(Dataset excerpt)
** start **
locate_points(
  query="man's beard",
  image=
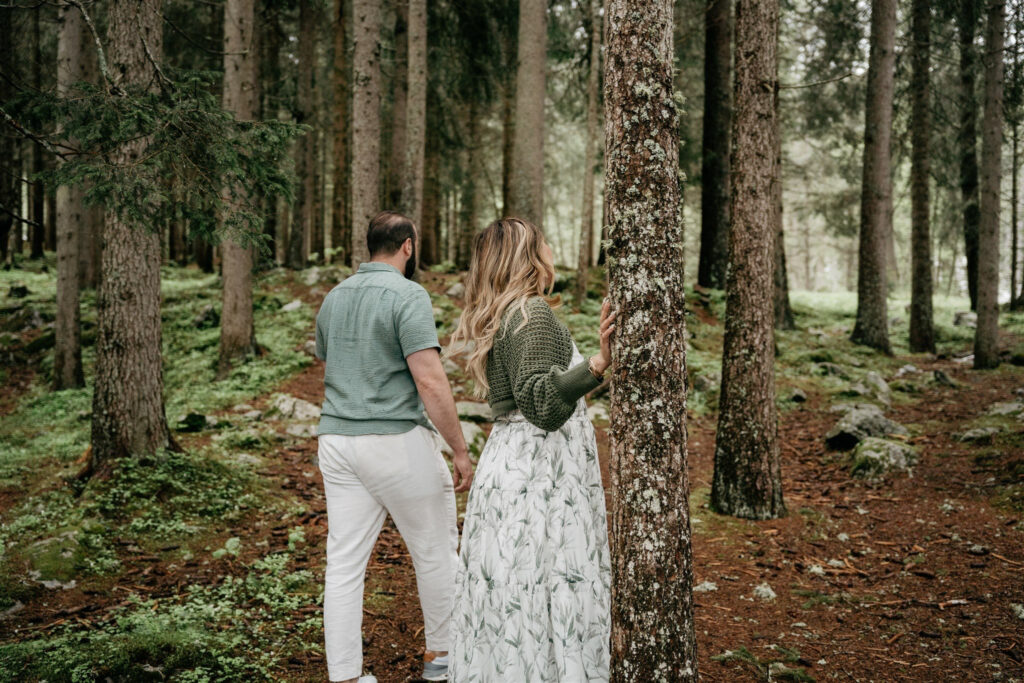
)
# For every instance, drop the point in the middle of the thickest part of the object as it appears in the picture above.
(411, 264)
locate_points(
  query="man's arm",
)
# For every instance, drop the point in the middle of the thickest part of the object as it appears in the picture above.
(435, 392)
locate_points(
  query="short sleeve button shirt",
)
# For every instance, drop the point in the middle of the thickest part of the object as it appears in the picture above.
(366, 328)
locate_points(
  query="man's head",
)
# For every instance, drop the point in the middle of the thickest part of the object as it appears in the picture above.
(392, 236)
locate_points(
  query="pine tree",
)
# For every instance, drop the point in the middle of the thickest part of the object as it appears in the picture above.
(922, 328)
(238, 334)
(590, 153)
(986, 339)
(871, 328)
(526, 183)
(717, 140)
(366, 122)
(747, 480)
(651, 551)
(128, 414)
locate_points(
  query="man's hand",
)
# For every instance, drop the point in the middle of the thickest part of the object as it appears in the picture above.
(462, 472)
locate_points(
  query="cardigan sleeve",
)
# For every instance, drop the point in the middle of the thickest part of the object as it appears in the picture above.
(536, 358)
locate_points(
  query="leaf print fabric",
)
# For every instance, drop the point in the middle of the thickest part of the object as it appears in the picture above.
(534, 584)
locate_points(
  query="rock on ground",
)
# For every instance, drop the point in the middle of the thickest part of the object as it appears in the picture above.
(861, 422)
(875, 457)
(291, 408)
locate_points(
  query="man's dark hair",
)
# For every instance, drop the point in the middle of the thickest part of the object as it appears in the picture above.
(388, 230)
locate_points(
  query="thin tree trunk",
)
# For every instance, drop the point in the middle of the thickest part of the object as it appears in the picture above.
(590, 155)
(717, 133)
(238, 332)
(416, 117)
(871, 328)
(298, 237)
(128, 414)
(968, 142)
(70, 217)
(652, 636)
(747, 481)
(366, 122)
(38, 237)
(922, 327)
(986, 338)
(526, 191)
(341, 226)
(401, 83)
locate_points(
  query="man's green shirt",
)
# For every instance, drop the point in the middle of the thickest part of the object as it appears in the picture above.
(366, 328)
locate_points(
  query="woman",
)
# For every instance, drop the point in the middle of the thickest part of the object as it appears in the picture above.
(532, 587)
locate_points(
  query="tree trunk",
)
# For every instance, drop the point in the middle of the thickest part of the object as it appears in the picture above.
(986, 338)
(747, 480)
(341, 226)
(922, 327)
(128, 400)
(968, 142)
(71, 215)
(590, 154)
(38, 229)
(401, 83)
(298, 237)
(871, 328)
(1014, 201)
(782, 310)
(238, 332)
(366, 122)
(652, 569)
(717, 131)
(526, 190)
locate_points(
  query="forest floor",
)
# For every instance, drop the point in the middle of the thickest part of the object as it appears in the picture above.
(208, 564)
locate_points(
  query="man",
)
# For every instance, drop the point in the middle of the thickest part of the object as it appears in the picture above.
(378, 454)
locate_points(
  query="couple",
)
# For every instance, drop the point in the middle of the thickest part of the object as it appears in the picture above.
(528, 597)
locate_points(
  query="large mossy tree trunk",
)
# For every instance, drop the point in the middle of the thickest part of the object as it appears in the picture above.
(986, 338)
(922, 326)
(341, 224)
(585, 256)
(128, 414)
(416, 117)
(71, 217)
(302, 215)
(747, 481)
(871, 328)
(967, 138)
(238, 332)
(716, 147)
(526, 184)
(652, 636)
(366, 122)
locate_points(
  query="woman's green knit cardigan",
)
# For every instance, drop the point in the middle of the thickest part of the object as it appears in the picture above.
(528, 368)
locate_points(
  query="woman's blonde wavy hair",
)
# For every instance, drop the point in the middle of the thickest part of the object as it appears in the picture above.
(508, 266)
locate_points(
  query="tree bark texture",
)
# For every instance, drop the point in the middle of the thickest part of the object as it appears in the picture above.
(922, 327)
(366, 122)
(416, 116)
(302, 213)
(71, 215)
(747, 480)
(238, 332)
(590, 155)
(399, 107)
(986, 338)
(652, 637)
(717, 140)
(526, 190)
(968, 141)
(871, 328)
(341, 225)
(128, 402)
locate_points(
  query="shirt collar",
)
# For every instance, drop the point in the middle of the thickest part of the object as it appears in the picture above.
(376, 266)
** end **
▸ Set task:
From the listing, extract all text exactly as given and drop any picture.

▸ Solution to the exercise:
locate_points(
  query="man's beard",
  image=
)
# For every instance, drop the point in the middle of the thickest part of the object as it appears in the picture above.
(411, 264)
locate_points(
  query="man's arm",
)
# For every instance, drop the point in the middle of the thickest part of the object as it appears in the picture above.
(435, 392)
locate_points(
  query="short sleeve button shirt",
)
# For every instance, drop the point in the middle of the thickest part of the object as it appears in the picture above.
(366, 328)
locate_points(
  query="man's head",
)
# For every instance, drop the point in the middle of the thickest part of the object as it appears in the picture above.
(392, 236)
locate_points(
  query="pine tree",
)
# For every instance, drop the point in the middle of the thickest part of the object as it appears in the picture above.
(922, 328)
(238, 334)
(590, 153)
(986, 339)
(871, 328)
(526, 183)
(717, 140)
(366, 122)
(747, 480)
(651, 551)
(128, 414)
locate_points(
  query="man's hand",
)
# For every instance, drop the point in the middle of the thickest part of the object as it appears in the picture above.
(462, 472)
locate_points(
  query="cardigan sleeve",
)
# For every instance, drop the point in the middle of the thickest part of the object as it appears in the picture above.
(536, 358)
locate_points(
  query="leaf print fabric",
)
# For every instance, drop the point in the middle of the thickest part of the object as it appears in the picture above.
(534, 584)
locate_points(
  query="rock on ground",
)
# For every instance, drop the point in the middle of the thickest part of the object as it appears in the picture above.
(861, 422)
(875, 457)
(291, 408)
locate_points(
  query="man's dark hair",
)
# For every instance, drop the point in the middle of the thickest part of the object as it appears in the picture above.
(388, 230)
locate_points(
  query="thin tree trunk",
)
# For every instance, drop the point in the middle of the thickest part of the object as it appears in the picture above.
(590, 155)
(717, 133)
(238, 332)
(416, 117)
(871, 328)
(298, 237)
(128, 414)
(968, 142)
(70, 217)
(652, 636)
(747, 481)
(366, 122)
(38, 237)
(922, 327)
(986, 338)
(526, 191)
(341, 226)
(401, 83)
locate_points(
  query="man's green shirt",
)
# For every instance, drop the point in the middle of the thickest part of the object as it appears in the picture above.
(366, 328)
locate_points(
  query="woman",
)
# For every instance, drop the point in the middle of the thickest part of the object as it appears in the picture above.
(532, 587)
locate_points(
  query="tree trunk",
)
# For every instance, drop the point in the middle of the thickest part of the object as it appears in the picture above.
(986, 338)
(747, 480)
(341, 226)
(922, 327)
(128, 400)
(968, 142)
(71, 215)
(590, 154)
(38, 229)
(401, 83)
(298, 237)
(871, 328)
(1014, 201)
(782, 310)
(238, 332)
(366, 122)
(652, 569)
(717, 131)
(526, 190)
locate_points(
  query="forest floor",
)
# For every instance, drop the point in the middle of the thickest part of the object as it appears in the picture above.
(208, 564)
locate_points(
  query="man",
)
# For every instance, drop the point in the middle of the thickest part of the object as it appears in the picture above.
(378, 454)
locate_points(
  query="couple",
)
# For every instance, drop the point in the middle of the thickest part of the object as it appears in the picture above.
(528, 597)
locate_points(
  query="large mossy tree trunk",
)
# For every instance, drop the point in the middle of the thickest part of the object as it appears in the picture above.
(986, 338)
(922, 326)
(341, 224)
(585, 256)
(128, 414)
(416, 117)
(71, 217)
(302, 215)
(747, 481)
(871, 328)
(967, 138)
(238, 332)
(716, 147)
(526, 184)
(652, 636)
(366, 122)
locate_points(
  query="woman's green knit cardigan",
)
# For every instance, drop the point in the middle of the thickest part of the object as it appears in the picture above.
(528, 368)
locate_points(
  query="woman's blonde wavy hair",
)
# For every instance, drop the point in the middle of the thickest part of the object as it appears in the picture above.
(508, 266)
locate_points(
  query="tree bark texture",
)
# For every instance, drop the point in the middle of the thickest part of the object as it appears in the picture above.
(922, 327)
(366, 122)
(416, 116)
(302, 213)
(71, 215)
(747, 480)
(238, 332)
(590, 155)
(399, 107)
(986, 338)
(652, 637)
(717, 140)
(526, 190)
(968, 141)
(871, 328)
(341, 225)
(128, 402)
locate_points(
  query="shirt collar",
)
# For every instance, drop the point in the middle of the thickest part of the object as it appears in the picture above.
(376, 266)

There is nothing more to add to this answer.